» **Exercise**
Turn the listing below into a JSON list of strings, one string per line and no blank lines, starting from its first line up to and including the line with "pixel 247 30".

» **Records to use**
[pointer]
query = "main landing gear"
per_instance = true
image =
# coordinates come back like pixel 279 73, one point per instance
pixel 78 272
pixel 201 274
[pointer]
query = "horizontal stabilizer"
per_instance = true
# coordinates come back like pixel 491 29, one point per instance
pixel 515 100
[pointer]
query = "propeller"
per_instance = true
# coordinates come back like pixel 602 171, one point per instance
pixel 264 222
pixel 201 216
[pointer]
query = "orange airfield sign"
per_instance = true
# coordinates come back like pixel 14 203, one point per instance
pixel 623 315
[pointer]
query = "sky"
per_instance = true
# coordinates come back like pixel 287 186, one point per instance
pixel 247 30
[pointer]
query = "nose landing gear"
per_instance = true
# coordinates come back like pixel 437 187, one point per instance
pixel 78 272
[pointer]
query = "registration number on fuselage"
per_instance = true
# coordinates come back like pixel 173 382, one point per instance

» **Expected answer**
[
  "[pointer]",
  "query = \"main landing gear\"",
  "per_instance = true",
  "image =",
  "# coordinates come back like pixel 279 73, one point per instance",
  "pixel 78 272",
  "pixel 201 274",
  "[pointer]",
  "query = \"horizontal stabilizer\"",
  "per_instance = true",
  "# coordinates come back like pixel 491 29, one point per instance",
  "pixel 515 100",
  "[pointer]",
  "query = \"propeller\"",
  "per_instance = true",
  "# coordinates come back like pixel 602 171, one point per instance",
  "pixel 264 222",
  "pixel 201 216",
  "[pointer]",
  "query = \"orange airfield sign\"",
  "per_instance = true",
  "# coordinates come back like pixel 14 203, one point per instance",
  "pixel 623 315",
  "[pointer]",
  "query = \"sky\"",
  "per_instance = true",
  "# coordinates come back like pixel 287 186, one point per instance",
  "pixel 247 30"
]